TwoSum

description

Given an array of integers, return indices of the two numbers such that they add up to a specific target.

You may assume that each input would have exactly one solution, and you may not use the same element twice.

Example:

Given nums = [2, 7, 11, 15], target = 9,

Because nums[0] + nums[1] = 2 + 7 = 9,
return [0, 1].

analysis

an array of integers 意味着无序，正负都有可能。无法通过比较target与num的数之间大小关系来减少遍历数。
没有多余的限制条件，故第一反应是暴力搜索Brute Force：

def twoSum(nums, target):
    
    for i in range(len(nums)):
    # 没有说明正负 故下面错误
        # if target>0 & target< nums[i]:
            # continue
        for j in range(i+1, len(nums)):
            if target == (nums[i]+nums[j]):
                return [i, j]

submit：exceed time limitation when the array is large
时间复杂度 n^2
空间复杂度 1
超时，考虑用空间换时间。
此处涉及知识点 hash表
当选取一个好的哈希函数时，从哈希表中查询数据的时间代价可以视为1. When a collision occurreds, a look up can degenerate to O(n) time.
通过查找元素是否在哈希表中来减少时间。

code

def twoSum(nums, target):

    storage = {}
    for i in range( len(nums)):
        if nums[i] not in storage:
            storage[ target- nums[i]] = i
        else:
            return [storage[nums[i]], i]

所给信息:
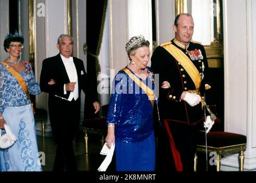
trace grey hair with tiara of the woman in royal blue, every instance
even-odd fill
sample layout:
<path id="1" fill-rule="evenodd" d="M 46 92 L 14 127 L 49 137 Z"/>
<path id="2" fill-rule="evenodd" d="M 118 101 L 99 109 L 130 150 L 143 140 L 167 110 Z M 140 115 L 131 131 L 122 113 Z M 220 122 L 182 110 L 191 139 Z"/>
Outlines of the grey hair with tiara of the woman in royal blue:
<path id="1" fill-rule="evenodd" d="M 139 47 L 142 47 L 142 46 L 149 47 L 149 45 L 150 45 L 149 41 L 146 40 L 143 37 L 143 35 L 134 36 L 134 37 L 130 38 L 130 40 L 126 43 L 126 46 L 125 46 L 129 60 L 131 60 L 130 53 L 132 51 L 137 50 Z"/>

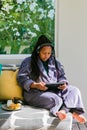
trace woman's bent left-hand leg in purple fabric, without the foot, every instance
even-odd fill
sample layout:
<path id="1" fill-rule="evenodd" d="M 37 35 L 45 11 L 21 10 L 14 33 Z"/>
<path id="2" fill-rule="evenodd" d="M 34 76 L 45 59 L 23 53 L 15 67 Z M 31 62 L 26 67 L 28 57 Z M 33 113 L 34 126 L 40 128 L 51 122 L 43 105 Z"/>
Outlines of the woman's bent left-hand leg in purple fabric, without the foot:
<path id="1" fill-rule="evenodd" d="M 55 116 L 58 116 L 57 112 L 63 104 L 62 99 L 53 92 L 26 92 L 24 97 L 28 104 L 48 109 Z"/>

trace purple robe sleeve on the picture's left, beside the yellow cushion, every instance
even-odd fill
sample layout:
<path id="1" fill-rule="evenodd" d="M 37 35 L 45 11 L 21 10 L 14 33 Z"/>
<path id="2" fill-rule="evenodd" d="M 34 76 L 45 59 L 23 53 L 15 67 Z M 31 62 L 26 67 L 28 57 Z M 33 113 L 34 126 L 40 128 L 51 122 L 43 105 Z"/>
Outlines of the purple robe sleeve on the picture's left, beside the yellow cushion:
<path id="1" fill-rule="evenodd" d="M 24 59 L 17 74 L 19 85 L 27 92 L 30 90 L 30 85 L 34 82 L 30 79 L 30 61 L 31 57 Z"/>

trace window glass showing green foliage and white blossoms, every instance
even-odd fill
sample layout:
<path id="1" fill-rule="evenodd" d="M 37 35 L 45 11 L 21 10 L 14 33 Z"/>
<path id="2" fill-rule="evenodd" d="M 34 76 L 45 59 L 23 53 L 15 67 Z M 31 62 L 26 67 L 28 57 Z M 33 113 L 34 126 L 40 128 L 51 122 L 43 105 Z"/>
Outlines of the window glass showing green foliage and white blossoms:
<path id="1" fill-rule="evenodd" d="M 54 41 L 55 0 L 0 0 L 0 54 L 30 54 L 37 38 Z"/>

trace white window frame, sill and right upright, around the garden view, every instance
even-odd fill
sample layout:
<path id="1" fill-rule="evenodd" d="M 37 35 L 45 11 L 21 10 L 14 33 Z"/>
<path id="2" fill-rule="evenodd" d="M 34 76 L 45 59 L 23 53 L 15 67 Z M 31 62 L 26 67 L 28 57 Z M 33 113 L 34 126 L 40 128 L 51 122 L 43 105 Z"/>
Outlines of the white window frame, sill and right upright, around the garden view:
<path id="1" fill-rule="evenodd" d="M 58 57 L 58 7 L 59 1 L 55 0 L 55 54 Z M 0 54 L 0 64 L 20 64 L 30 54 Z"/>

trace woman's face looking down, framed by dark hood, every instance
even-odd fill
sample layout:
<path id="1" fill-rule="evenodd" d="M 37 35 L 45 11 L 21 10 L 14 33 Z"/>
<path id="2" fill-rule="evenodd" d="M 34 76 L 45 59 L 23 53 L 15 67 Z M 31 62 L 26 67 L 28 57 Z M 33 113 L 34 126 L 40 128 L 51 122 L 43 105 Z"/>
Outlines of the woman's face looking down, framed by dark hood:
<path id="1" fill-rule="evenodd" d="M 51 46 L 44 46 L 40 49 L 39 57 L 42 61 L 47 61 L 52 54 L 52 47 Z"/>

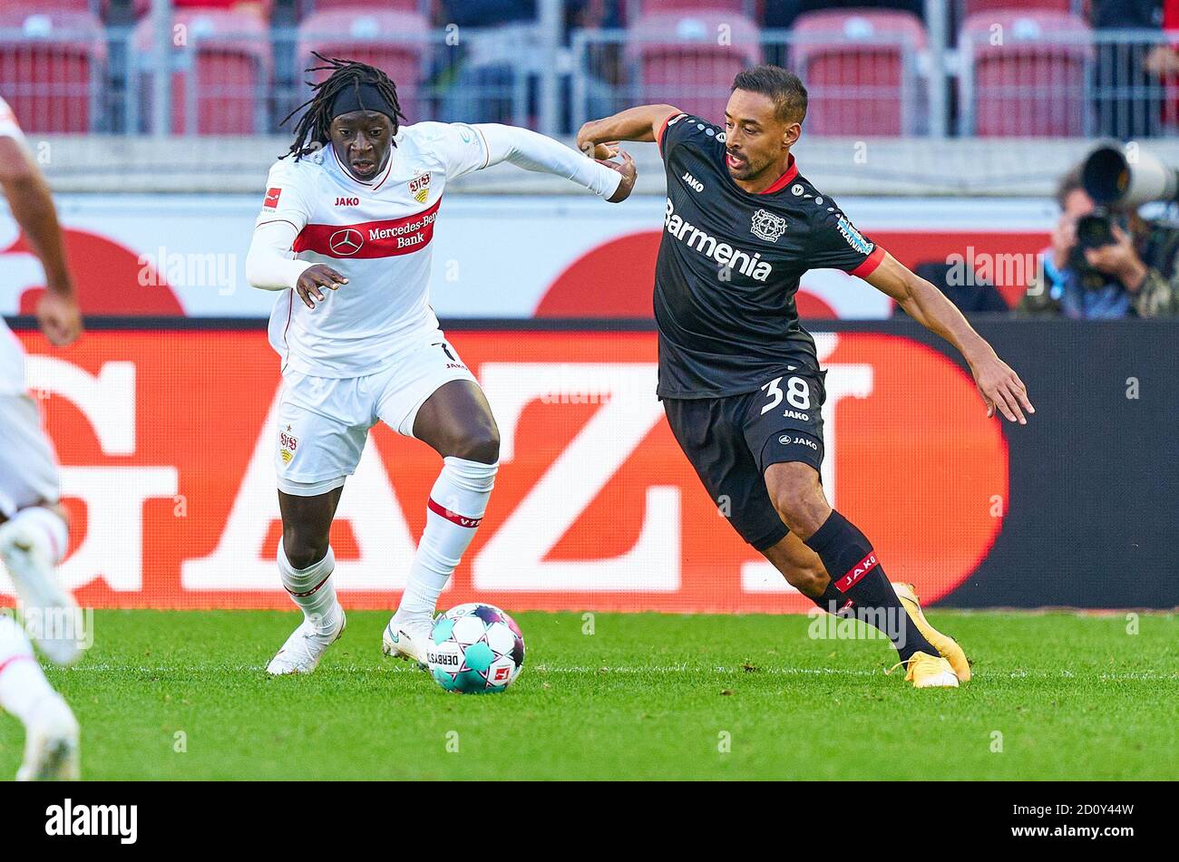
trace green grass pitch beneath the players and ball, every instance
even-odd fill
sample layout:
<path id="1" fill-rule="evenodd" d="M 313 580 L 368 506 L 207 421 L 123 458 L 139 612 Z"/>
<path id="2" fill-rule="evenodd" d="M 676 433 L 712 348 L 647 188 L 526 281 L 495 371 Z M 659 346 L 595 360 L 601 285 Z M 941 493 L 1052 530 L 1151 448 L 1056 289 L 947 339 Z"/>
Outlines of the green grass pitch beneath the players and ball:
<path id="1" fill-rule="evenodd" d="M 502 695 L 443 692 L 351 614 L 310 677 L 262 668 L 294 612 L 99 611 L 48 670 L 87 778 L 1174 778 L 1179 618 L 934 611 L 974 659 L 914 690 L 887 642 L 804 616 L 519 614 Z M 22 735 L 0 715 L 0 777 Z"/>

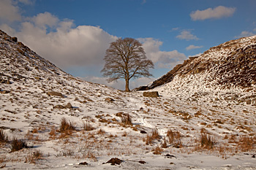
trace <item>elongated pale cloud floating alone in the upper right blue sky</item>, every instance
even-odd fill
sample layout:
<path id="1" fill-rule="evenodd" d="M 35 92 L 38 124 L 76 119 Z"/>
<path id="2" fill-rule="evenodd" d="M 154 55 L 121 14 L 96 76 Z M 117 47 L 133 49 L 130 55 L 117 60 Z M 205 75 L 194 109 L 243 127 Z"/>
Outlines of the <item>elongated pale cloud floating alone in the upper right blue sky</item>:
<path id="1" fill-rule="evenodd" d="M 233 7 L 215 7 L 214 9 L 208 8 L 205 10 L 197 10 L 190 13 L 190 17 L 192 20 L 206 20 L 206 19 L 219 19 L 219 18 L 227 18 L 233 15 L 236 11 L 236 8 Z"/>

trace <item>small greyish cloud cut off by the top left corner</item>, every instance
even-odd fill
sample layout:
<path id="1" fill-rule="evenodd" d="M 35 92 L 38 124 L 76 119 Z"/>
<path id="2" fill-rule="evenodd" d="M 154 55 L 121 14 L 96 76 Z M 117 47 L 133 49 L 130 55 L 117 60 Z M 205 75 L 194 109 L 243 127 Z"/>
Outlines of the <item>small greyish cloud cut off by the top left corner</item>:
<path id="1" fill-rule="evenodd" d="M 13 22 L 21 20 L 20 9 L 12 0 L 0 1 L 0 21 Z"/>

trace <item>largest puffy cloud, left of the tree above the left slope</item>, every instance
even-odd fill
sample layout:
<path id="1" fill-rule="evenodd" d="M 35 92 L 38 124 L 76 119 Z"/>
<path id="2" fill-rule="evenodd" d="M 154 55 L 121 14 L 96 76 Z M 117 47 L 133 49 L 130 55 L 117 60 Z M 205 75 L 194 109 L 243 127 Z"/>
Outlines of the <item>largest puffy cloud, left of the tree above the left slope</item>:
<path id="1" fill-rule="evenodd" d="M 56 16 L 45 12 L 21 23 L 21 29 L 15 33 L 15 36 L 57 66 L 102 64 L 105 50 L 117 37 L 99 27 L 72 28 L 73 25 L 72 20 L 59 20 Z M 13 31 L 6 25 L 1 27 Z"/>

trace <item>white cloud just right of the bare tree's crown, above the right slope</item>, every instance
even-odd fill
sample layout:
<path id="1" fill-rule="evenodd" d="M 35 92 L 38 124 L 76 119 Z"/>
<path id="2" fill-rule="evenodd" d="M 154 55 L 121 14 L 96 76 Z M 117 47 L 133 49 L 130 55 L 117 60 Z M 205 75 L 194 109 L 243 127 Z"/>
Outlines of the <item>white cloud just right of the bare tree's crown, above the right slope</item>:
<path id="1" fill-rule="evenodd" d="M 143 44 L 146 56 L 151 59 L 158 68 L 170 69 L 187 59 L 186 55 L 179 53 L 177 50 L 161 51 L 159 47 L 162 45 L 157 39 L 144 38 L 138 39 Z"/>

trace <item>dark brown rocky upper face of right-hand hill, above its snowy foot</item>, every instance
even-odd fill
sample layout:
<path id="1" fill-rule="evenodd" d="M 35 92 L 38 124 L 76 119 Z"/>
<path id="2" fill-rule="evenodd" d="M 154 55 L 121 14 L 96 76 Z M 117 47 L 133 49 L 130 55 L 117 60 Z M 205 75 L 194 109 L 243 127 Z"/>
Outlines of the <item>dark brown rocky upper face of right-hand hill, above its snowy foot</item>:
<path id="1" fill-rule="evenodd" d="M 255 88 L 256 36 L 231 40 L 211 47 L 199 57 L 189 58 L 183 64 L 154 81 L 148 90 L 172 82 L 174 77 L 197 81 L 205 88 Z M 187 82 L 189 84 L 189 82 Z"/>

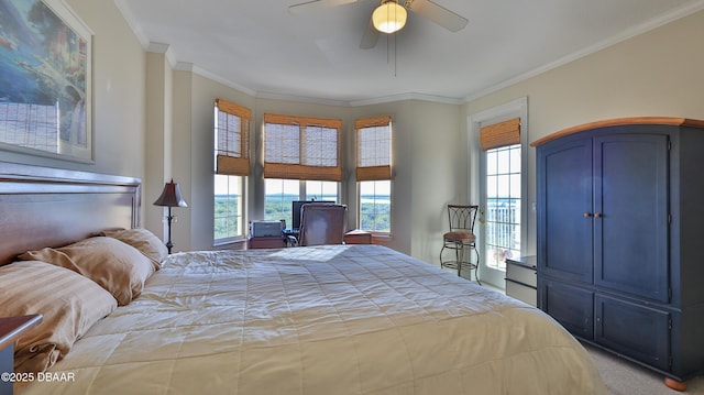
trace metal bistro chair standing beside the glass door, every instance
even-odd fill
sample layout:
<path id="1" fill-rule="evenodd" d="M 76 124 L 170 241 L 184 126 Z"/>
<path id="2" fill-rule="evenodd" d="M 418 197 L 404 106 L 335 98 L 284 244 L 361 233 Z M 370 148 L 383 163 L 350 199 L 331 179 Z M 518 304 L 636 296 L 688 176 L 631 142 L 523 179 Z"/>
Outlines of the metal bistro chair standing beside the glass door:
<path id="1" fill-rule="evenodd" d="M 450 231 L 442 235 L 442 250 L 440 250 L 440 266 L 455 268 L 458 276 L 463 268 L 470 270 L 470 281 L 472 270 L 476 283 L 480 282 L 480 253 L 476 251 L 476 237 L 474 235 L 474 222 L 480 210 L 479 206 L 448 205 L 448 218 L 450 219 Z M 443 260 L 446 249 L 454 250 L 454 260 Z M 476 254 L 476 262 L 472 262 L 471 250 Z M 446 254 L 447 255 L 447 254 Z"/>

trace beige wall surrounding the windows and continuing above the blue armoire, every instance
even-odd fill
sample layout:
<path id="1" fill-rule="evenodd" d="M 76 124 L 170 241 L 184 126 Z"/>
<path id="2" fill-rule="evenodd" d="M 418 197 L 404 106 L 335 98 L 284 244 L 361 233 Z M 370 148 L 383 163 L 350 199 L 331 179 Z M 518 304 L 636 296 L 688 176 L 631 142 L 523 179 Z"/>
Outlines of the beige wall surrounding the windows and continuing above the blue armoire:
<path id="1" fill-rule="evenodd" d="M 632 116 L 704 118 L 701 52 L 704 12 L 636 36 L 562 67 L 463 106 L 403 100 L 346 107 L 253 97 L 190 72 L 175 73 L 174 157 L 190 207 L 175 234 L 183 249 L 210 249 L 212 190 L 212 101 L 223 97 L 253 109 L 252 149 L 255 154 L 249 183 L 250 219 L 263 217 L 261 123 L 265 112 L 343 120 L 343 151 L 348 154 L 342 194 L 355 211 L 353 122 L 388 113 L 394 120 L 394 237 L 389 245 L 427 262 L 438 262 L 444 206 L 466 202 L 468 117 L 520 97 L 528 98 L 528 141 L 562 128 L 598 119 Z M 178 99 L 176 99 L 178 98 Z M 184 101 L 178 105 L 178 101 Z M 191 112 L 188 113 L 190 106 Z M 176 120 L 177 119 L 177 120 Z M 190 130 L 188 130 L 190 128 Z M 183 142 L 189 142 L 190 145 Z M 180 147 L 178 147 L 180 146 Z M 184 165 L 187 163 L 187 165 Z M 535 201 L 535 150 L 529 149 L 528 200 Z M 530 207 L 530 206 L 529 206 Z M 355 219 L 351 218 L 352 223 Z M 528 219 L 527 252 L 535 252 L 535 212 Z M 179 234 L 178 232 L 183 232 Z M 190 237 L 189 237 L 190 234 Z"/>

任务说明:
把 TwoSum 解题笔记中以“submit：exceed time limitation”开头的那一段改写成简短的要点列表，并保留其主要事实。 以上条目与本练习无关。

参考答案:
- 暴力搜索提交后，数组较大时会超时。
- 时间复杂度为 n^2，空间复杂度为 1。
- 改进思路是用空间换时间，所用知识点是哈希表。
- 哈希函数选得好时，从哈希表中查询数据的时间代价可视为 1；发生冲突时，查询可能退化为 O(n)。
- 通过查找元素是否在哈希表中来减少时间。